Action item — Copy the stretch of the berberine article below from "Berberine has long" through "healthy lung cells." without changing a word.

Exercise text —
——————

In a recent study from the University of Technology Sydney, scientists found berberine, a natural compound found in plants such as barberry and goldenseal, suppresses the proliferation of lung cancer cells.
It also reduces airway inflammation and damage to healthy lung cells exposed to chemicals from cigarette smoke.
Lung cancer is the leading cause of cancer-related deaths globally, with around 1.8 million deaths reported annually.
Chronic inflammation is a risk factor for lung cancer and other diseases such as chronic obstructive pulmonary disease (COPD) and asthma.
Berberine has long been used in traditional Chinese and Ayruvedic medicine; however, its benefits have been limited by its lack of water solubility and absorption in the gut, as well as toxicity at higher doses.
Previous research has found that berberine has benefits for diabetes and heart disease.
In the study, the team found that berberine exhibits potent anticancer activity, suppressing cancer cell growth in vitro.
The potential mechanism of action for anti-cancer activity was determined by measuring the mRNA levels of tumor-associated genes and protein expression levels.
It showed that berberine upregulates tumor suppressor genes, and downregulates proteins involved in cancer cell migration and proliferation.
The study found berberine can inhibit oxidative stress and reduce inflammation and cellular senescence induced by cigarette smoke extract in lab-grown human healthy lung cells.
The team is now in discussion and working closely with Sydney-based companies to take this research to the next level and identify the best formulation and delivery system for these nanoparticles so that they can be translated to the bedside.
The research is published in Pharmaceutics and was conducted by Dr. Kamal Dua et al.

——————

Data records —
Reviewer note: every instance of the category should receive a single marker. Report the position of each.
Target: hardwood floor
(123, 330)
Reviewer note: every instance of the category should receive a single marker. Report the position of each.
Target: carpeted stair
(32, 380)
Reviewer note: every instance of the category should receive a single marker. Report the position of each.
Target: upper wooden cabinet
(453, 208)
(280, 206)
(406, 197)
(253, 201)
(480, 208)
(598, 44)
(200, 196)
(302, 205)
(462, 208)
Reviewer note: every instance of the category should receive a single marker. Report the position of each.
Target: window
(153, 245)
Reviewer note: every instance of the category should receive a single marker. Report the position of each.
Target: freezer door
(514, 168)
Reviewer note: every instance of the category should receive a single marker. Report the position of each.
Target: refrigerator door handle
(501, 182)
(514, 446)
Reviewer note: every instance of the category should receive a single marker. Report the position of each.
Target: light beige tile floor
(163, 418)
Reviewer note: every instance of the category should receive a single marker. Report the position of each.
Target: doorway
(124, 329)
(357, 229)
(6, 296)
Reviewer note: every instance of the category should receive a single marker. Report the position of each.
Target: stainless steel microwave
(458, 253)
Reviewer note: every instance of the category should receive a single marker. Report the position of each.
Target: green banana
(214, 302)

——————

Expected output —
Berberine has long been used in traditional Chinese and Ayruvedic medicine; however, its benefits have been limited by its lack of water solubility and absorption in the gut, as well as toxicity at higher doses.
Previous research has found that berberine has benefits for diabetes and heart disease.
In the study, the team found that berberine exhibits potent anticancer activity, suppressing cancer cell growth in vitro.
The potential mechanism of action for anti-cancer activity was determined by measuring the mRNA levels of tumor-associated genes and protein expression levels.
It showed that berberine upregulates tumor suppressor genes, and downregulates proteins involved in cancer cell migration and proliferation.
The study found berberine can inhibit oxidative stress and reduce inflammation and cellular senescence induced by cigarette smoke extract in lab-grown human healthy lung cells.